● What to do
In the records below, find the line containing "Put a marker on every instance of the black"; copy exactly that line and all lines after it to the end, and nothing else.

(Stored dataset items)
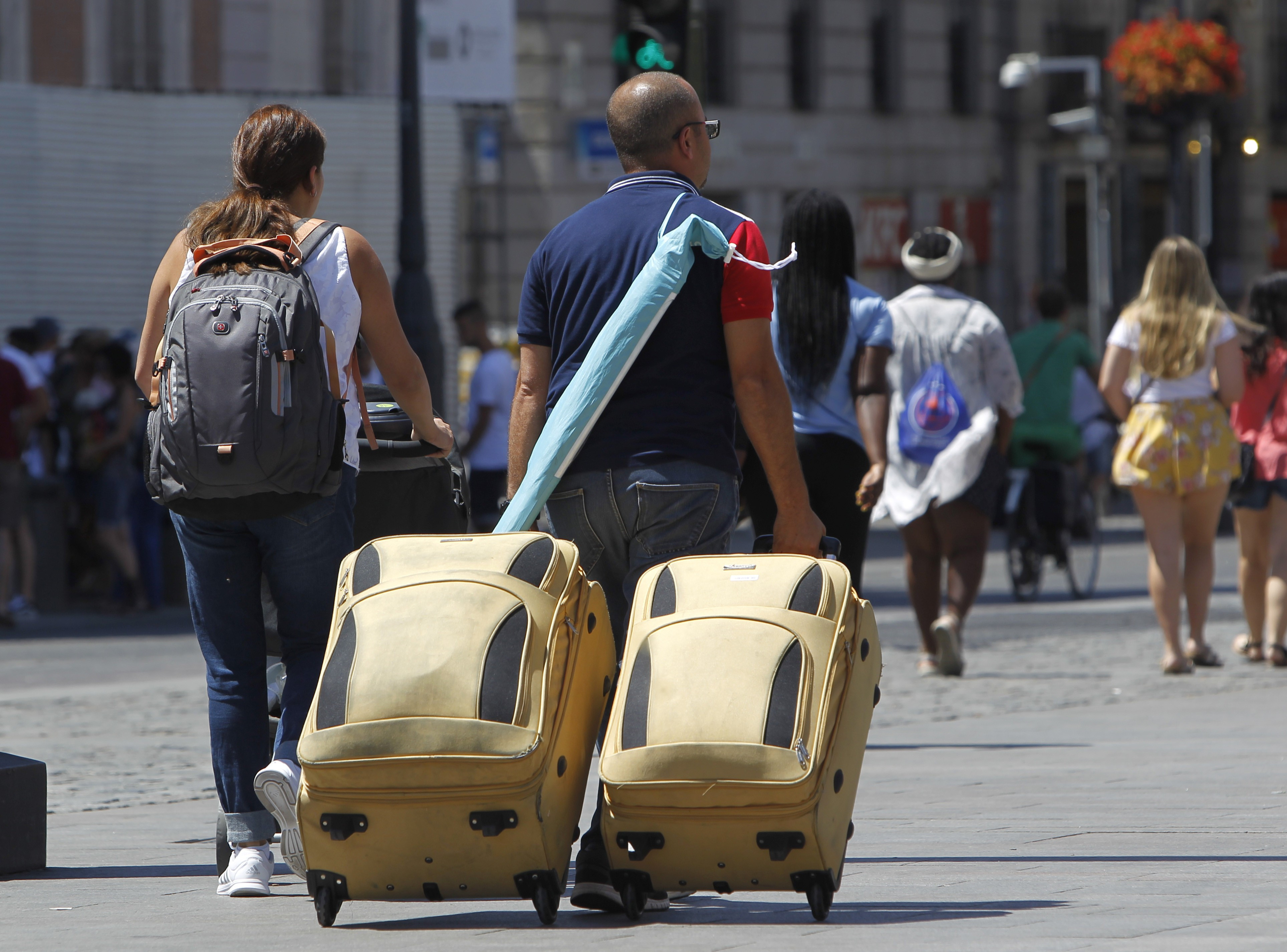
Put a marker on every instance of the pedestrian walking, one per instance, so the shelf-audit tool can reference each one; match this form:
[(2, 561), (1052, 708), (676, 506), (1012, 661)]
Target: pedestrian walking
[(491, 397), (21, 353), (657, 476), (833, 339), (110, 408), (16, 402), (1260, 494), (277, 187), (956, 393), (1177, 452), (1048, 355)]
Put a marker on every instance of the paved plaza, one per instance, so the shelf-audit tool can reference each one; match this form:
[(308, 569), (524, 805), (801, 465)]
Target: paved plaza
[(1062, 795)]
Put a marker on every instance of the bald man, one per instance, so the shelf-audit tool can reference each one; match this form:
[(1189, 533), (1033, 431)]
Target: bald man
[(657, 478)]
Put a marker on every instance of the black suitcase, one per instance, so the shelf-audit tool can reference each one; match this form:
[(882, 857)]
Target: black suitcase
[(401, 492)]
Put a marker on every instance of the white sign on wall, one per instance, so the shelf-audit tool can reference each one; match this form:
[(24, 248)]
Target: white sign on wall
[(466, 51)]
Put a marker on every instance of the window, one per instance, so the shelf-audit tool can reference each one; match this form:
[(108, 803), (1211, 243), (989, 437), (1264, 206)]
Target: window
[(886, 61), (1069, 90), (1277, 44), (206, 45), (246, 62), (58, 43), (804, 54), (962, 45), (134, 27), (719, 53)]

● Answer to this exercise
Put a marker on every instance of the black suitcase, one per instance, so the shelf-audit tool can reference each one; match this form:
[(882, 857)]
Target: black suitcase
[(401, 492)]
Put a marker on every instance of the white sign on wall, one per instance, so the shelf-audit tool can reference each one; match this form:
[(24, 248)]
Target: white sign on wall
[(466, 51)]
Put a marker on every instance of the window, one per instance, so the shelf-audit tool can reference each one; match this form:
[(108, 803), (1211, 243), (989, 437), (1264, 206)]
Target: window
[(886, 61), (1069, 90), (1277, 44), (206, 45), (246, 62), (58, 43), (804, 54), (962, 45), (134, 27), (719, 53)]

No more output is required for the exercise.